WHAT YOU WILL DO :: Report every line below that contains the string "stool" and copy each one in full.

EXTRACTED INFORMATION ::
|---|
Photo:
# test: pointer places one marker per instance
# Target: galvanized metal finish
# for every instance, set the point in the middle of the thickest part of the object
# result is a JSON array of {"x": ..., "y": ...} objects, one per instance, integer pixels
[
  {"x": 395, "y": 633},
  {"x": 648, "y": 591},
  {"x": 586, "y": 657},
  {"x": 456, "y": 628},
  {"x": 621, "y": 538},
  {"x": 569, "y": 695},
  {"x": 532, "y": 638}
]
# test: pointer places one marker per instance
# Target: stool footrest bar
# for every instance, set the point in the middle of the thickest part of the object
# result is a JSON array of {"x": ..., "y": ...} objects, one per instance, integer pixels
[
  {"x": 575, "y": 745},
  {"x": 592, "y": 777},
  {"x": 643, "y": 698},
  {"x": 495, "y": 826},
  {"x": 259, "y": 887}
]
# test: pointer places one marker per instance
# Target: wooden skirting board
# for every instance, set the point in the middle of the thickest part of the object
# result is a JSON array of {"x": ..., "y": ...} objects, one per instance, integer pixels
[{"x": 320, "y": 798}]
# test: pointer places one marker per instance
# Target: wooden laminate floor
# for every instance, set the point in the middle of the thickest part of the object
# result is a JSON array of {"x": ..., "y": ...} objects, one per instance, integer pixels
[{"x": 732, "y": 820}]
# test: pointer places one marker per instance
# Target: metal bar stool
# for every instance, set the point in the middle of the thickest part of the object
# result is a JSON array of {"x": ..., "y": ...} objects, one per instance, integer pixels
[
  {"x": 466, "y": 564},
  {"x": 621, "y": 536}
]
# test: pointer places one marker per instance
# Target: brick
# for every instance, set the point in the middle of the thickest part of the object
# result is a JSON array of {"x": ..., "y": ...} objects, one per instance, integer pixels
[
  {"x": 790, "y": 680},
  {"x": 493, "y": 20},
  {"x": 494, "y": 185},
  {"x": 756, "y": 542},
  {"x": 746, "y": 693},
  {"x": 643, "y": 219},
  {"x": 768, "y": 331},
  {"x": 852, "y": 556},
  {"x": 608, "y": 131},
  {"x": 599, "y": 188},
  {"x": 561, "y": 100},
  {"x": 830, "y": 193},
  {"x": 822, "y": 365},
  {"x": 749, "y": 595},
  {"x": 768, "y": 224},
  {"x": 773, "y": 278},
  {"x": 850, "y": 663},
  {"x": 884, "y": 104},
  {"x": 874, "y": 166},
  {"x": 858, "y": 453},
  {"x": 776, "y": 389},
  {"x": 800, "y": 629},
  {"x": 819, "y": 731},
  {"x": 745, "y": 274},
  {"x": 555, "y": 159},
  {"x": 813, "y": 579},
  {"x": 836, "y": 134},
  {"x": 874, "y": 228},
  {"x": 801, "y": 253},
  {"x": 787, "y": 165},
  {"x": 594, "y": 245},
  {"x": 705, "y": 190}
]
|---|
TASK SOLUTION ::
# Target: stool footrest bar
# Target: metal bar stool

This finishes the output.